BRIEF 1 ->
Please extract every line of the rows below that contains the string "dune".

DOCUMENT SEGMENT ->

In digital systems, before the entire world's systems can be synchronized on the same truly global clock, inevitably it would be necessary to communicate outside a particular clock domain. With continued increase of VLSI integration, the physical size of clock domains have become smaller, not larger, and the overall number of clock domains has also increased. For instance, whereas it used to be that everything on the motherboard of a desktop computer ran off a single global clock, now within a single chip there tends to be multiple clock domains as a single chip packs more computation power than multiple classical computers.

Crossing clock domain boundaries with data can be implemented in many ways. It can be done fully synchronously, through the temporary synchronization between two clock domains for the duration of data transfer. This can be found in many globally asynchronous locally synchronous (GALS) solutions where stretchable and/or pausi-

ble clocks are used [1]. It can also be done with a certain degree of asynchrony between the communicating processes, for instance through the use of data buffers. This can be found in the majority of network communications including networks on chip (NoC) solutions [2].

One of the ultimate examples of asynchronous data communication is the so-called fully asynchronous communication where there is no synchronization either actively administered (e.g. the use of GALS-style synchronization) or implied (e.g. through the buffer full or empty states, or the mutual exclusion/critical section protection of data), which ideally allows the processes to possess full temporal independence not affected by the act of communication. Lamport's atomic register followed by Simpson's multi-slot ACMs attempt to solve this problem [3, 4].

From this wide spectrum of problem statements and solutions, it is clear that there exist two fundamental desirable properties. These are:

- Asynchrony: Minimal obliged waiting for either the reader or the writer processes. Fully asynchronous communication aims for zero waiting on either side.
- Data transfer: Maximal quality for the data eventually read. This is usually described by a number of metric parameters, such as data coherence, data freshness, data sequencing, etc. and is different for different application scenarios. An intuitive understanding of data coherence, for instance, is that the writer, or anything else, should not be allowed to corrupt half-read data.

And the large number of existing solutions arrive at various trade-off points between these two qualities [8].

A substantial amount of research exists in this field, with a large number of attempts at provide qualitative modelling so that a solution may be tested for whether it violates data coherence, process asynchrony or any other metric and if so under what circumstances [8].

(Stored dataset entries)
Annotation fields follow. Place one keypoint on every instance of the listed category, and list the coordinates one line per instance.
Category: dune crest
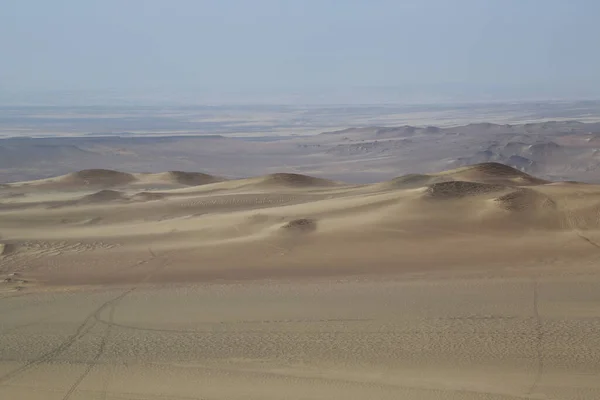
(102, 196)
(97, 177)
(186, 178)
(493, 172)
(460, 189)
(293, 180)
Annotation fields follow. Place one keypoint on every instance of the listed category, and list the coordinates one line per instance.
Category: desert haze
(478, 282)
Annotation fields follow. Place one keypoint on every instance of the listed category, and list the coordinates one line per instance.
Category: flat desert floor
(476, 283)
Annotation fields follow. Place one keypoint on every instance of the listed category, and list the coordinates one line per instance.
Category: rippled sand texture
(500, 338)
(476, 283)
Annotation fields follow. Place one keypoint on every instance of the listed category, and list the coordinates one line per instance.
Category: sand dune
(474, 283)
(292, 180)
(458, 189)
(493, 173)
(102, 196)
(180, 178)
(96, 177)
(218, 226)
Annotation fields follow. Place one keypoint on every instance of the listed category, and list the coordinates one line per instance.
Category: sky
(310, 48)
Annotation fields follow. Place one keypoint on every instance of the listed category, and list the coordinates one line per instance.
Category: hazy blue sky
(536, 47)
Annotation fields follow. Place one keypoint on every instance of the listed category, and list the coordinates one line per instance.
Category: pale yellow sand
(478, 283)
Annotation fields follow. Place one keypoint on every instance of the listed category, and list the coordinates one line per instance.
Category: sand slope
(241, 228)
(476, 283)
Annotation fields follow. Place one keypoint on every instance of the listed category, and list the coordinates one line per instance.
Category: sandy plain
(475, 283)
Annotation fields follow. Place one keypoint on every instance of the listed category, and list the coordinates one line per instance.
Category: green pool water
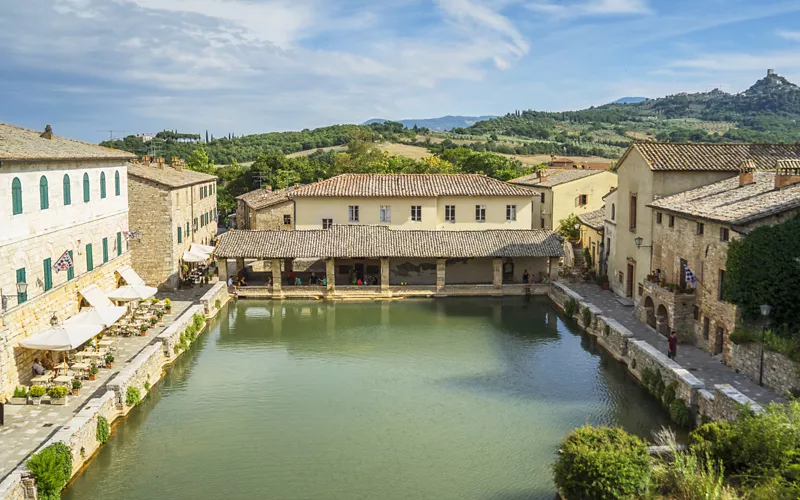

BRIEF 2 ->
Carry on the passage above about communication across clock domains, starting after its last sentence.

REPLY 1 ->
Category: dune crest
Category: sand dune

REPLY 2 ->
However there has been a total absence of any quantitative modelling method with which different solutions may be more precisely placed relative to each other in a quantitative map of trade-off.

### 1.1 Contributions and organization

This work is the first attempt at achieving quantitative models of asynchronous data communication. The language chosen is SANs, which provides opportunities of properly representing such phenomena as metastability quantitatively according to well accepted models [9]. Given that many solutions remove the problems caused by inter-process asynchrony away from potentially large data to usually small control variables, this work concentrate on modelling Boolean and ternary variables and their usual implementation using hardware latches.

The rest of the paper is organized as follows: Section 2 introduces the concept of the asynchronous variable, and describes quantitative models for the two essential properties for Boolean asynchronous variables. Section 3 describes more complex asynchronous variables, their implementation and modelling. Section 4 describes case

studies where the models of asynchronous control variables are used to derive behaviors of larger systems in which they are used. Section 5 concludes the paper.

# 2 The Boolean asynchronous variable

Fig. 1 shows the basic concept of two asynchronous processes intercommunicating with one (writer) providing the data and the other (reader) making use of it. This is both a general description of all such data communications and a specific description of the passing of control variables. The difference is in what the data is and how it is meant to be used.



Fig. 1 Unidirectional inter-process data communication.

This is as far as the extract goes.